> [Selesaikan tugas berikut]
a - Salinlah bagian teks tentang bermain bola, mulai dari "Angels and Demons" sampai dengan "pendeta. Iya pendeta!".
b - Jawablah pertanyaan berikut berdasarkan teks tentang bermain bola.
(i) Sejak jenjang sekolah apa sampai jenjang apa penulis selalu berhasil masuk tim inti bola saat ada kejuaraan?
(ii) Berapa kali dalam satu minggu penulis bisa bermain bola pada tahun 2009?
(iii) Apa yang diucapkan dalam kumpulan pendeta ketika kesempatan mencetak gol gagal?

> [Teks dokumen]
Angels and Demons
VIVA.co.id – Hobi saya dari dulu adalah bermain bola. Jelek-jelek begini, sejak saya SMP sampai SMA selalu berhasil masuk tim inti bola kalau sedang ada kejuaraan. Entah memang beneran saya jago atau memang kurang orang jadi saya diajak.
Tahun 2009 adalah tahun saya benar-benar lagi on fire buat main bola. Dalam satu minggu, saya bisa main bola sampai 3 atau 4 kali. Dari mulai main bareng teman sekolah, teman komunitas, sampai main sama kumpulan pendeta. Iya pendeta!
Saya awalnya diajak oleh pendeta muda di gereja saya buat ikut gabung, katanya sering kurang orang. Cuma ya kalau lagi main bola sama pendeta banyak hal yang harus dijaga. Kalau lagi main sama teman sebaya mungkin sumpah serapah biasa keluar dari mulut, tapi karena ini mainnya sama pendeta apa yang harus keluar dari mulut pun harus benar-benar dijaga. Kalau misalnya ada kesempatan buat mencetak gol, tetapi gagal, biasanya yang bakalan keluar dari mulut adalah kata-kata umpatan, tetapi karena ini adalah kumpulan pendeta yang keluar dari mulut adalah, "Puji Tuhan belum jadi gol".

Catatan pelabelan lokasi

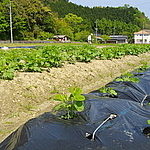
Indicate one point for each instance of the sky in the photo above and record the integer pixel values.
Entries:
(142, 5)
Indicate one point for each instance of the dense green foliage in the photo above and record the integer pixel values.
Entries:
(44, 58)
(41, 19)
(70, 104)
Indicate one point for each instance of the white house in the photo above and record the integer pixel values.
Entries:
(142, 37)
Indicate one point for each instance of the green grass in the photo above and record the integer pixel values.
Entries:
(45, 57)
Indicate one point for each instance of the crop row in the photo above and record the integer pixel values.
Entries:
(41, 58)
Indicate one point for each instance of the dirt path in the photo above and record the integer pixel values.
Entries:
(28, 94)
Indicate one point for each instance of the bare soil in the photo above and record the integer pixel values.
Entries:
(29, 94)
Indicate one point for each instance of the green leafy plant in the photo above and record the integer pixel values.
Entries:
(70, 104)
(108, 90)
(128, 77)
(148, 121)
(143, 68)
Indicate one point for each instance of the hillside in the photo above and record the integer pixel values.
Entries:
(127, 14)
(41, 19)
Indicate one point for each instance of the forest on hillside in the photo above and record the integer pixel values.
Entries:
(41, 19)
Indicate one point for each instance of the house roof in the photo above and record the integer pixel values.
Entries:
(143, 32)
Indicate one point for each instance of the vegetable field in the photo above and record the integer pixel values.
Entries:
(44, 58)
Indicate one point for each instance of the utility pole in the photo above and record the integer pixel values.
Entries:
(10, 15)
(96, 29)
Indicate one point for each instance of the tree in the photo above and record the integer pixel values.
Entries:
(105, 38)
(82, 36)
(74, 21)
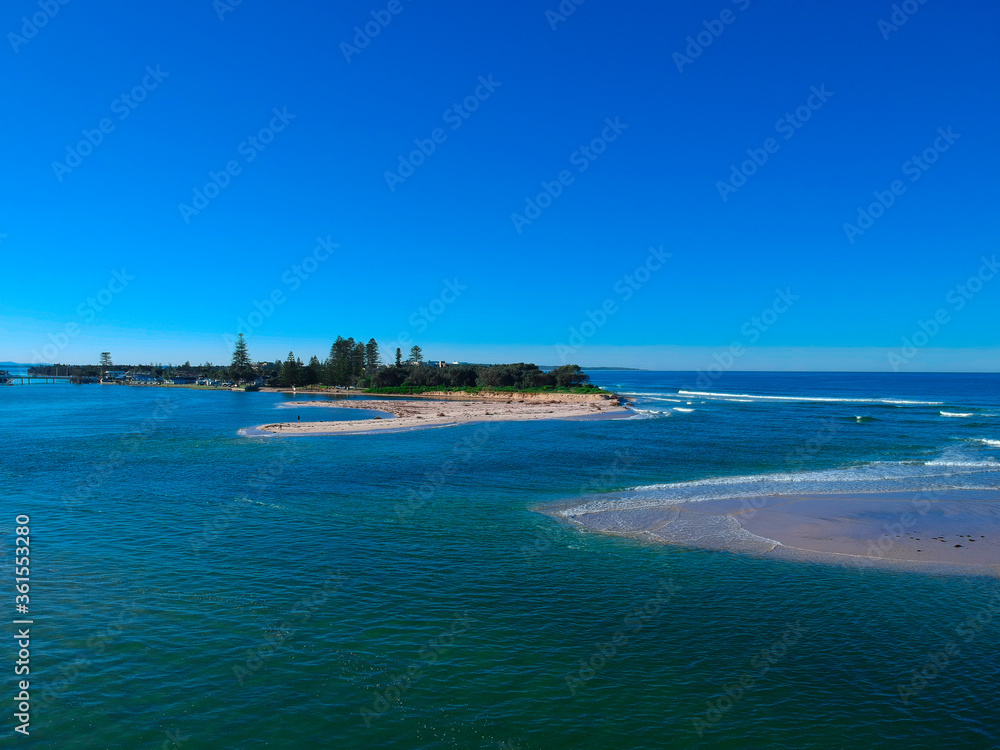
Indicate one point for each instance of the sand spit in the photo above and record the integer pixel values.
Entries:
(453, 410)
(943, 531)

> [Hasil tiap tugas]
a -
Angels and Demons
VIVA.co.id – Hobi saya dari dulu adalah bermain bola. Jelek-jelek begini, sejak saya SMP sampai SMA selalu berhasil masuk tim inti bola kalau sedang ada kejuaraan. Entah memang beneran saya jago atau memang kurang orang jadi saya diajak.
Tahun 2009 adalah tahun saya benar-benar lagi on fire buat main bola. Dalam satu minggu, saya bisa main bola sampai 3 atau 4 kali. Dari mulai main bareng teman sekolah, teman komunitas, sampai main sama kumpulan pendeta. Iya pendeta!

b -
(i) Sejak SMP sampai SMA.
(ii) Sampai 3 atau 4 kali.
(iii) "Puji Tuhan belum jadi gol".